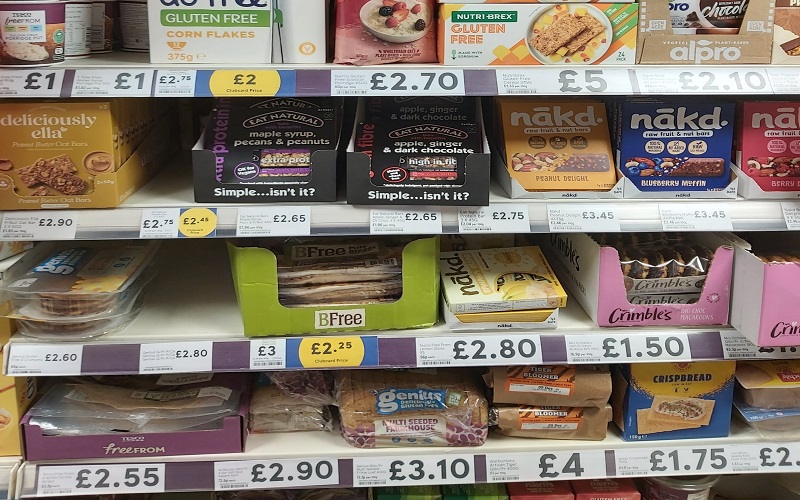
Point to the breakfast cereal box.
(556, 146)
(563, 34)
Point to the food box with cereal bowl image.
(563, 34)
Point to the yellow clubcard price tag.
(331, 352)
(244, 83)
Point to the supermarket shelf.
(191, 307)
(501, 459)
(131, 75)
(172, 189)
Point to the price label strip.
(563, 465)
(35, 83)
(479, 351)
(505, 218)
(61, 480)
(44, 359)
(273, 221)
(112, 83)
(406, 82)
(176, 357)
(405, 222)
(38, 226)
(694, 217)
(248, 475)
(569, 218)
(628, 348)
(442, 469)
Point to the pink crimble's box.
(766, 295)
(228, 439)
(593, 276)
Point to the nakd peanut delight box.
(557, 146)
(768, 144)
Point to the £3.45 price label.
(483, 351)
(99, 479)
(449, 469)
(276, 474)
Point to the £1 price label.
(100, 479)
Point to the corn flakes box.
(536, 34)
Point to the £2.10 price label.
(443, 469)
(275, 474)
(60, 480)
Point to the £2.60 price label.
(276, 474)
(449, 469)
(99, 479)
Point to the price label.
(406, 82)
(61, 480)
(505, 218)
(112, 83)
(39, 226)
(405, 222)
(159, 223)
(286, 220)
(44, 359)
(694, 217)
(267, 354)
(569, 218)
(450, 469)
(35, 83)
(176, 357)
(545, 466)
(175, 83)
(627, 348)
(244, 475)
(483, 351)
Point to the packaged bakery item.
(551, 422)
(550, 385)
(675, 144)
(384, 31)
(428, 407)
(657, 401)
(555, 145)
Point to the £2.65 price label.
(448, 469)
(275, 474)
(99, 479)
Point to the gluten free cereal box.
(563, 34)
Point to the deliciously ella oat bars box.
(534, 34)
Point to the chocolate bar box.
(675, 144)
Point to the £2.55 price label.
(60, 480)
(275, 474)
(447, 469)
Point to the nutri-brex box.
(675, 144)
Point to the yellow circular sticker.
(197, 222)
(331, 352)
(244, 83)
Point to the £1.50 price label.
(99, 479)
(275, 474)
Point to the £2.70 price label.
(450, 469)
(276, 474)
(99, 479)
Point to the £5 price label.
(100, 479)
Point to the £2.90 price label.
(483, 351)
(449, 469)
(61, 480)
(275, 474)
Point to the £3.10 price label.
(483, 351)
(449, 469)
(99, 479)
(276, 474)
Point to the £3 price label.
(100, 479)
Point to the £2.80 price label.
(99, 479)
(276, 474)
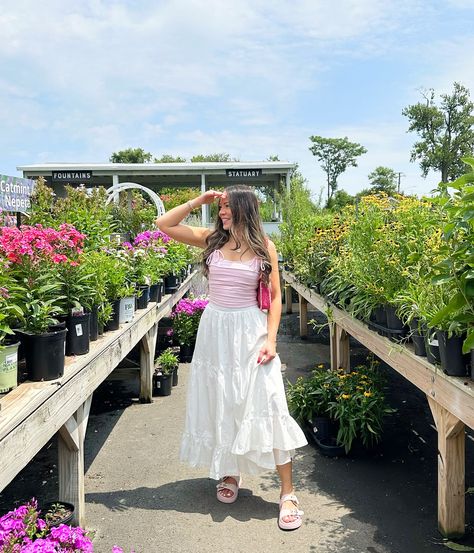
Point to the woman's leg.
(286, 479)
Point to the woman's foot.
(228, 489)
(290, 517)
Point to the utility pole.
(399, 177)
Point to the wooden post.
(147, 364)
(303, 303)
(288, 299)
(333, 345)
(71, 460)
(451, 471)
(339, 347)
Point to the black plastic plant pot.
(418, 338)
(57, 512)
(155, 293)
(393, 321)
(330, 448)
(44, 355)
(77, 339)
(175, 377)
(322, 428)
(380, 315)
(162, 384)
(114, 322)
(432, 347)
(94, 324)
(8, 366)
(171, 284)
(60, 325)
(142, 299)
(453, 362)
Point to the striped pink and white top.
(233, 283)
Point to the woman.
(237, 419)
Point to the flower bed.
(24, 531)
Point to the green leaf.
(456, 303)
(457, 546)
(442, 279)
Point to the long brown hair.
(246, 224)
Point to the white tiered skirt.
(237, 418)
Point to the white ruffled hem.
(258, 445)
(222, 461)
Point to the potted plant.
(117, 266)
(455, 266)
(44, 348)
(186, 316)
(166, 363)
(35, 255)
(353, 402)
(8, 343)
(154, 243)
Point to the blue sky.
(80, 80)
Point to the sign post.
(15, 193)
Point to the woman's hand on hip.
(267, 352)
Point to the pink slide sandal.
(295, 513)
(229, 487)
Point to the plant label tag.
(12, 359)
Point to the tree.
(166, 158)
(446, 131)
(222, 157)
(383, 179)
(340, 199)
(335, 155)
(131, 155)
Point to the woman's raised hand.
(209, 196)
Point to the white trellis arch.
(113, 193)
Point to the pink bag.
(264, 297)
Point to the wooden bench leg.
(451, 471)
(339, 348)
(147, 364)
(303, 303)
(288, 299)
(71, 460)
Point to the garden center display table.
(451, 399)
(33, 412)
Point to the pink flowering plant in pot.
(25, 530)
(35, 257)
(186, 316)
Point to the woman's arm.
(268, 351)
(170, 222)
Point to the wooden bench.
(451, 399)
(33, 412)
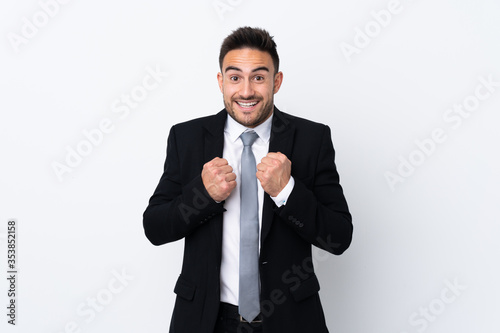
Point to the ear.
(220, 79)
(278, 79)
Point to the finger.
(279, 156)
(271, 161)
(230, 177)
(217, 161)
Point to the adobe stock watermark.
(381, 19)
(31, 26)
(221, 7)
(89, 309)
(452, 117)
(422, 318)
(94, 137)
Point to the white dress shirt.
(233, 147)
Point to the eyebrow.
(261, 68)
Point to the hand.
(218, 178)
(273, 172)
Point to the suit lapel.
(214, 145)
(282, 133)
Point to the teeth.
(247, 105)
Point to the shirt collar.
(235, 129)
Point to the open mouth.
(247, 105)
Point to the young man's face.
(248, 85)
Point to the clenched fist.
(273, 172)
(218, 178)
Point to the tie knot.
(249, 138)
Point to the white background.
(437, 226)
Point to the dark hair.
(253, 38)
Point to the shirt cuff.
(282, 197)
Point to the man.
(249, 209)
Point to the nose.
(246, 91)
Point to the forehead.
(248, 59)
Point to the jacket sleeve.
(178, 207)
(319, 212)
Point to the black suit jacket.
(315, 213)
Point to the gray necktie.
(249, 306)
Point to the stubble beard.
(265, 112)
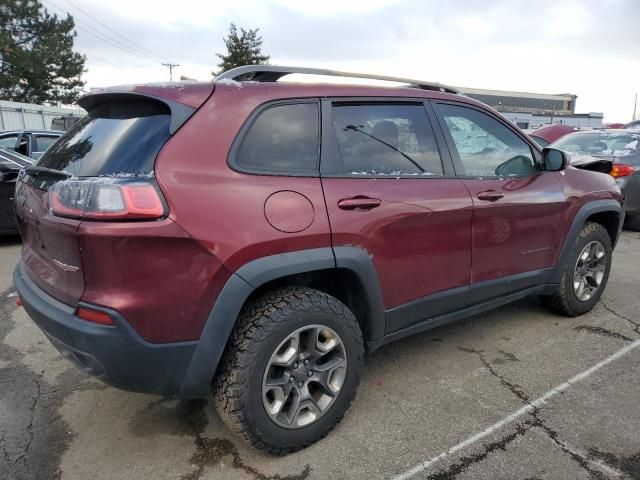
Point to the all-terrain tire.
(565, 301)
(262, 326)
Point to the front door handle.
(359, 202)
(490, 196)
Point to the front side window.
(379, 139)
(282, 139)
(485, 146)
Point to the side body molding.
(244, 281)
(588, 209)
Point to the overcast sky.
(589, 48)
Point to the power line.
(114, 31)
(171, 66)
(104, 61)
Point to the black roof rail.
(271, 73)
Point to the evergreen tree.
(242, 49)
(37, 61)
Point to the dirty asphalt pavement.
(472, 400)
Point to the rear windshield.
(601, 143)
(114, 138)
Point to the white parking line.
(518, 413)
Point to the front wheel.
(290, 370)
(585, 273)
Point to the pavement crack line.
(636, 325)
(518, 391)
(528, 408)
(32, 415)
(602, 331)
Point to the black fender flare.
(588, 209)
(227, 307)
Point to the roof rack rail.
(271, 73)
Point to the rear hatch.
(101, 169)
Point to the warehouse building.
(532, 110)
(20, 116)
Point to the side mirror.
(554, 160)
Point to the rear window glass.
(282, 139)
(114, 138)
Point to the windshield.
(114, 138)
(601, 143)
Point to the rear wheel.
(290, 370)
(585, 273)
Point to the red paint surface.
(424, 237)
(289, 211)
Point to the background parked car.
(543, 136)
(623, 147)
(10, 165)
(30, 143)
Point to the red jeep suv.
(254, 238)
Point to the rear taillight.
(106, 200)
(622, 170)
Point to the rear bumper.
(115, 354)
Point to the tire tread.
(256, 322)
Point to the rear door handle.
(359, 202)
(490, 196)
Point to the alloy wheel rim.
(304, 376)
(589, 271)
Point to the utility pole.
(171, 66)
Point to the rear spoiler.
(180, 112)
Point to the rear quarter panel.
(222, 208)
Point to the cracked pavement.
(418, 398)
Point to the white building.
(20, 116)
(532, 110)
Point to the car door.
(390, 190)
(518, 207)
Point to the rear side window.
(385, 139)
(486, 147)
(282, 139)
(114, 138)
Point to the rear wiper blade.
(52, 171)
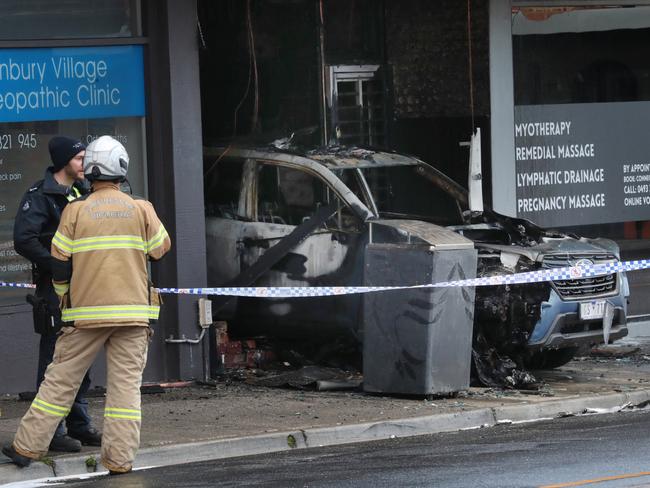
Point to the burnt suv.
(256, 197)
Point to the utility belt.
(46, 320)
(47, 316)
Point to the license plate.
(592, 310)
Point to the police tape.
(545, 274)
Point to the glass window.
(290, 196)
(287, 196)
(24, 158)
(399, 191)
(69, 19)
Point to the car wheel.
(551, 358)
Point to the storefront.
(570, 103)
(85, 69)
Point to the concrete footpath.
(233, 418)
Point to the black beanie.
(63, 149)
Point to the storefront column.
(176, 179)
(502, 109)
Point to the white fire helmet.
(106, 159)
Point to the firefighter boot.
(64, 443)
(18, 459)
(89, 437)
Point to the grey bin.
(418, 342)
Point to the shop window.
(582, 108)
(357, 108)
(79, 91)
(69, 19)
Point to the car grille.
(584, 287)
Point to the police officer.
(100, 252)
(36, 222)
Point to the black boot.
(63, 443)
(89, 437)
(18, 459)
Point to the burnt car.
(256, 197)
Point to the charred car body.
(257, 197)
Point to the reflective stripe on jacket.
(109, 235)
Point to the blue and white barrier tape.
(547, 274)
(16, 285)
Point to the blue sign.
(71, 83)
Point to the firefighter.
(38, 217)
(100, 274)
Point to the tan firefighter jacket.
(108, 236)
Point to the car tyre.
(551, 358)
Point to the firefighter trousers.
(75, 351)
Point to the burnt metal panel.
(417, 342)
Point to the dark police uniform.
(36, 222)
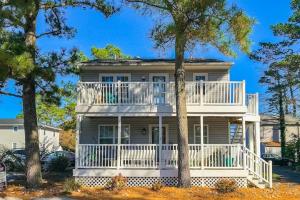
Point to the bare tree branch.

◇ ◇ ◇ ◇

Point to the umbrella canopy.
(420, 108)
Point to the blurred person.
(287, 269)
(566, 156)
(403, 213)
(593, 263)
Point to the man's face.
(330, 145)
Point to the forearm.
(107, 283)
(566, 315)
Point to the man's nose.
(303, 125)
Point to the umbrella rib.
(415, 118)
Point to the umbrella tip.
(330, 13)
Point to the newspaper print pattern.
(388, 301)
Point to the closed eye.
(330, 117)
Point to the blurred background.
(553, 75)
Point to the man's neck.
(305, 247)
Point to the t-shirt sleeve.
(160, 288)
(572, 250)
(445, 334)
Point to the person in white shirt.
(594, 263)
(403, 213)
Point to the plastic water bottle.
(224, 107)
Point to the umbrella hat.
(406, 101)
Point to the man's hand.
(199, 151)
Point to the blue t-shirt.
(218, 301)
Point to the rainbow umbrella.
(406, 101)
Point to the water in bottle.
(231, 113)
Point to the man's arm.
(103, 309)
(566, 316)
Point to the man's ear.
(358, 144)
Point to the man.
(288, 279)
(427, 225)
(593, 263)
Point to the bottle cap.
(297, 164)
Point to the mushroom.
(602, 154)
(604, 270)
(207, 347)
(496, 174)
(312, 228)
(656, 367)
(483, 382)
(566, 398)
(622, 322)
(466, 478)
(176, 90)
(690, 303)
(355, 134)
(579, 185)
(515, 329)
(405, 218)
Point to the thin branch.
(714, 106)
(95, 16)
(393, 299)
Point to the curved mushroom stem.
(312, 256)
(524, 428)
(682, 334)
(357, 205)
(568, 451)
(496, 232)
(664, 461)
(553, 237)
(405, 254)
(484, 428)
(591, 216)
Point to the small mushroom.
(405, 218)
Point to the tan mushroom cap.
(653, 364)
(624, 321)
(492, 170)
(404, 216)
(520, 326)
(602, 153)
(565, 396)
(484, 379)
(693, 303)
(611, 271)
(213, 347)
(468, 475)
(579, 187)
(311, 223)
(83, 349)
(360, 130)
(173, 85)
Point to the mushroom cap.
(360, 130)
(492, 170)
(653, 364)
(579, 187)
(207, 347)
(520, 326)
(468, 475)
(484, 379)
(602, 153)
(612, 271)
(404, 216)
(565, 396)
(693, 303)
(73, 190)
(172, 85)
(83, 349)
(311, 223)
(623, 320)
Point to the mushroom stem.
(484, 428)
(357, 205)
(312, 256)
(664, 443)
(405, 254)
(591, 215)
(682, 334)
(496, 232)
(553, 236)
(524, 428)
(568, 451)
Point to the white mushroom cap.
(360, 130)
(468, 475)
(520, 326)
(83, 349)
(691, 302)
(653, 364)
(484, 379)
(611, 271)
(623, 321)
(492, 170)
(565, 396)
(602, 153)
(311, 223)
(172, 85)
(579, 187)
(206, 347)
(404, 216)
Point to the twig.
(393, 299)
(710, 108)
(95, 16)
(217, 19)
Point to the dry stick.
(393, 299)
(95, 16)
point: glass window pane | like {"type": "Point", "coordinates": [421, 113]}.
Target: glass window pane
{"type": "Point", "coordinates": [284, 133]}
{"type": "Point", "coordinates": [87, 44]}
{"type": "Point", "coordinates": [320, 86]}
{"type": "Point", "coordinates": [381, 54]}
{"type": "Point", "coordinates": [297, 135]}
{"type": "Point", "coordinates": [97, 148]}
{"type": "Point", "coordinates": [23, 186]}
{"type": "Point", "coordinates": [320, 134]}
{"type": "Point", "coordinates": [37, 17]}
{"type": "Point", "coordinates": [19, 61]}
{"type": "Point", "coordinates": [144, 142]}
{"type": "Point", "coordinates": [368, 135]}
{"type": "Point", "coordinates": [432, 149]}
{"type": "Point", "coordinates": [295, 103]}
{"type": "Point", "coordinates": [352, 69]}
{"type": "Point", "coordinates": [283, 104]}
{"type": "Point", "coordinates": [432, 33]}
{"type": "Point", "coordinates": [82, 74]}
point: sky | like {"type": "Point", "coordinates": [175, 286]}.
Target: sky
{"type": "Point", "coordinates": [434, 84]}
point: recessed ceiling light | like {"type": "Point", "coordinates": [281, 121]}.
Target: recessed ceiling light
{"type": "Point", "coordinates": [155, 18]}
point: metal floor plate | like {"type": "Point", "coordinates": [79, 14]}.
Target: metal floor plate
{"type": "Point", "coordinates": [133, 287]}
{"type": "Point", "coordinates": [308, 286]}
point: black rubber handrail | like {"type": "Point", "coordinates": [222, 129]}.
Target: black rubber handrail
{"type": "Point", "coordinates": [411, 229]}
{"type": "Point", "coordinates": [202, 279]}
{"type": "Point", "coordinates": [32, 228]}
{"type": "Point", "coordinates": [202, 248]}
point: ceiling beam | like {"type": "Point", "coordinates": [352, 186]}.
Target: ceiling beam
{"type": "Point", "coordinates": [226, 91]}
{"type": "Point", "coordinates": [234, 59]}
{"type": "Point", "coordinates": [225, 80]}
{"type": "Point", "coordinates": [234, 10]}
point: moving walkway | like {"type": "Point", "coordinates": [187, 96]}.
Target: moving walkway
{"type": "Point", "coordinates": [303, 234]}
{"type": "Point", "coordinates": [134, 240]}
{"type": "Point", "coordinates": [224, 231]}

◇ ◇ ◇ ◇

Return every line of the records that contains the word "tire".

Point to the all-terrain tire.
Point to the tire tread.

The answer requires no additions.